*SOURCE PASSAGE:*
------------
This whole blog thing's weird if you really think about it. I mean, how am I to know who's out there reading my thoughts? I could be writing to an audience of one. In my mind I can't imagine someone devoting their precious time to reading something I've written. So do I just pretend there's nobody out there reading, and write it all out like a diary? I guess that's one way to approach it, but I so failed miserably at blogging on my first attempt. I've had serious things to say, and yet still passed up the opportunity to do so. Maybe it's because throughout the last few months I haven't wanted to talk about being "sick". So what if yes, I was sick... I tried to ignore that as much as I could. I didn't need to think about it or talk about it 24/7. I'm not that kind of cancer chick who lets it become her and define her. Cancer, we tusseled around, her and I, and I got the upper hand in the end. End of story. Sure I'm left with a few scars, some obvious physical, some emotional. But I don't want to be defined by something like that.
For a long time now I've been struggling with who I am, who I want to be, what I want to do, what I want to become. There is the me that I have in theory and would like to be, and then there is the actuality of me (which for the time being, ain't been so pretty). I fancy myself a bright girl with a lot to offer, but when it comes down to selecting what it is I need to do, I become increasingly self deprecating - who'd want to hire me?
There are so many things I wish for. I want to be a better wife. A good domesticated goddess who can cook and clean and fix things and bake scrumptious goodies with ease and on command. I want to be a better friend. I want to be accessible and available to my friends and to make friends. I should probably charge my cell phone that's been dead for the last 5 months. I want to travel and read more. Be knowledgeable and cultured and sophisticated... You know, all grown up and whatnot. I want to know my professional calling. I want to start working and making money and be more independent and buy property in the forseeable future. So many I wants...
But back to the thought at hand: Should I blog for myself or for my invisible audience?
For now I will use this as a cathartic tool, to try to let some of myself out. I'm severely self-editing. Maybe I should just be me, and let everybody see me, the way I am, unapologetically? And that way if you don't like me, it won't be because I was painfully shy and never ventured to make the effort. I always feel so sad about the past; missed opportunities and friendships because I was too shy or lazy or I don't know what.
I'm tired of wondering what people will think of me. Life's too short to live like that. The people that love me will, and that's all I need.
Feeling somewhat vindicated over myself.
------------
*WHAT YOU SHOULD DO:*
According to the blog post, how long has the writer's cell phone been dead?

*PROVIDED MATERIAL:*
------------
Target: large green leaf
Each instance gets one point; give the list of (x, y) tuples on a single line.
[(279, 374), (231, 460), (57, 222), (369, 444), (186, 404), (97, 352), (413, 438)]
------------
*ANSWER SECTION:*
For the last 5 months.